- **Task objective**
Rewrite the rows from the line containing "Exercise. Mark the green" up to and including the line containing "[(504, 183)]", keeping the requests and their format samples unchanged but scaling every point coordinate in the answers by 1.55, rounded to whole numbers with halves rounded up. Give only those lines.

## begin Record list

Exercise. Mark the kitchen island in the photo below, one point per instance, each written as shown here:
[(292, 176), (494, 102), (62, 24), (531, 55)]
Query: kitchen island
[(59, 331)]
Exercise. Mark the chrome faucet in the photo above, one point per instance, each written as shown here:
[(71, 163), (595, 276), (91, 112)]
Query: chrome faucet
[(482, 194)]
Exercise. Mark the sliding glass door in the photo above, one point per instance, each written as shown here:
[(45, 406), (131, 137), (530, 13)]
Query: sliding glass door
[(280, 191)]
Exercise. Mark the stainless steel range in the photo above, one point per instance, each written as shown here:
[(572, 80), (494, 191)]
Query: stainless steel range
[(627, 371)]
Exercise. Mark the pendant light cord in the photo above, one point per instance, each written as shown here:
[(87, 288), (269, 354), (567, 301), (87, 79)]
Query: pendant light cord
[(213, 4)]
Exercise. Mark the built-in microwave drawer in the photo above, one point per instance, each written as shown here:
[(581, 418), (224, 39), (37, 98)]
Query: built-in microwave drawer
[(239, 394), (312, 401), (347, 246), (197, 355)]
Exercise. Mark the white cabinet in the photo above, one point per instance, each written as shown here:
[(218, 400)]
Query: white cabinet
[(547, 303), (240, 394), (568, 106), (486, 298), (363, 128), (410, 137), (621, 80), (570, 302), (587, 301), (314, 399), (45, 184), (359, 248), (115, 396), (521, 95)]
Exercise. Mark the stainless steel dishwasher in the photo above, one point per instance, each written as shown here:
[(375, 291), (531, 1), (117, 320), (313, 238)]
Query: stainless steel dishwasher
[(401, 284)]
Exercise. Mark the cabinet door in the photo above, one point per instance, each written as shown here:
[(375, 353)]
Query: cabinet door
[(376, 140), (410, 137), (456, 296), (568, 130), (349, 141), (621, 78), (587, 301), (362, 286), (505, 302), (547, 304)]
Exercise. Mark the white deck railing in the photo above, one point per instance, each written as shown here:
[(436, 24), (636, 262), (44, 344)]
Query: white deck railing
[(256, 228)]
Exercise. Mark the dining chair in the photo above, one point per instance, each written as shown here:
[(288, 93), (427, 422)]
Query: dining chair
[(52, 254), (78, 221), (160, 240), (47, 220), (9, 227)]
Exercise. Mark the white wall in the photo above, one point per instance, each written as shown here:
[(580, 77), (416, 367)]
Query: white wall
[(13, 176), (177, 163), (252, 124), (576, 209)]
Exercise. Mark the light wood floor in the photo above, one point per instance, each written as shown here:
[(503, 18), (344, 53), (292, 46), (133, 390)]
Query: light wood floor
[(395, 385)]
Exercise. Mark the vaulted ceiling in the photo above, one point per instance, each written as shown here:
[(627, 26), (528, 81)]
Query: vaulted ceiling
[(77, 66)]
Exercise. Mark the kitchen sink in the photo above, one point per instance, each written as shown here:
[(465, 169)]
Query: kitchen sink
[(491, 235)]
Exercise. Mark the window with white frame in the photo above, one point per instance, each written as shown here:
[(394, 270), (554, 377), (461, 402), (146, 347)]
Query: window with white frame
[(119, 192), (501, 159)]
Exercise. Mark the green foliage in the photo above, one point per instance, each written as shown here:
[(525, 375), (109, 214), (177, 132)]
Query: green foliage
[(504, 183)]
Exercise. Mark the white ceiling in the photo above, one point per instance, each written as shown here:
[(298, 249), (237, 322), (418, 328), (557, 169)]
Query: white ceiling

## end Record list

- **Answer in full**
Exercise. Mark the green foliage in the photo above, one point per instance, each written as shown here:
[(525, 375), (109, 214), (177, 132)]
Query: green foliage
[(781, 284)]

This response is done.